■ **Action item**
Copy each line of the listing below exactly.

■ **Data provided**
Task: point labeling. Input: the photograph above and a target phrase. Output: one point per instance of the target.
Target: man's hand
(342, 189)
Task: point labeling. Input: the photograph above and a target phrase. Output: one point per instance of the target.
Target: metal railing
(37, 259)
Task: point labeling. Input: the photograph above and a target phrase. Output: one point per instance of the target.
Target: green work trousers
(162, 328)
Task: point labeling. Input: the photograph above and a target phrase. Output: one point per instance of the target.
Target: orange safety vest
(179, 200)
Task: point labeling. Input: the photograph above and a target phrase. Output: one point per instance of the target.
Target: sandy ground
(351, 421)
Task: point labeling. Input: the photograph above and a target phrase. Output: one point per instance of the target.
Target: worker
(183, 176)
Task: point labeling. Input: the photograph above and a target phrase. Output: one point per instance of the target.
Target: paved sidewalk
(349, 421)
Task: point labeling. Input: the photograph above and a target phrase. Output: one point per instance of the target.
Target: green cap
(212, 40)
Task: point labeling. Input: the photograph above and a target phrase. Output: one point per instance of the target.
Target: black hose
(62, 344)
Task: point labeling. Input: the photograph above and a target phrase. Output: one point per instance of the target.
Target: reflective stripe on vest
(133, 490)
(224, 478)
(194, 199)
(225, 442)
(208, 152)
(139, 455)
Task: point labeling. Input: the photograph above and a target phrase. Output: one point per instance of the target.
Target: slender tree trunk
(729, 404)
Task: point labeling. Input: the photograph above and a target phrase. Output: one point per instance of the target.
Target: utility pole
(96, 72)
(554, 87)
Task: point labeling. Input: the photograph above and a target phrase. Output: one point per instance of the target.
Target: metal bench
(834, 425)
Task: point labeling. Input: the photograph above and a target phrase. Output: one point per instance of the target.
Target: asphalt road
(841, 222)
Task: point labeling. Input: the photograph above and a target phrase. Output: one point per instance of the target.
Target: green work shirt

■ **Reply**
Task: point labeling. Input: the photograph above and a target phrase. Output: one point per instance of the target.
Target: man's hand
(342, 189)
Task: point labeling. Input: the photograph above and a target phrase. Output: one point per instance of the target.
Target: metal railing
(37, 259)
Task: point labeling. Input: the photograph above and a target phrase. Output: one point per instance of the target.
Target: green work trousers
(162, 328)
Task: point labeling. Input: the photograph above and a target phrase. Output: one point per instance of the target.
Target: orange safety vest
(179, 200)
Task: point labeling. Input: the photograph above and a target phrase. Output: one point per instance of the target.
Target: sandy ground
(351, 421)
Task: point labeling. Input: the photograph above and a target phrase. Output: one point per instance of the target.
Target: worker
(183, 176)
Task: point labeling. Input: the photograph above and a target phrase. Output: one point per instance of the target.
Target: paved sidewalk
(349, 421)
Task: point labeling. Input: the photograph above and a target phrase. Output: one point per instance of the target.
Target: green cap
(212, 40)
Task: point labeling. Input: the photograph above and a target phrase. Output: one point per instance of the target.
Target: black hose
(62, 344)
Task: point labeling. Input: the photograph above and a target phrase. Output: one point per instance of the target.
Target: reflective stripe on vest
(133, 490)
(224, 478)
(194, 199)
(225, 442)
(208, 152)
(139, 455)
Task: point labeling. Input: the photograph above and a target phrase. Output: one point per instance of the target.
Target: slender tree trunk
(729, 404)
Task: point labeling. Input: the photograph above and a target phrase. Output: one point per instance of the target.
Target: utility pole
(96, 72)
(554, 87)
Task: point labeling. Input: the photograph above and a target phrase. Output: one point per instance of the target.
Target: metal bench
(834, 425)
Task: point labeling. Input: the photograph above and a target phrase. Output: one point per instance of the target.
Target: asphalt road
(841, 222)
Task: point labeling. Input: the photograph above and a target phrase. Output: one point per instance of the target.
Target: green work shirt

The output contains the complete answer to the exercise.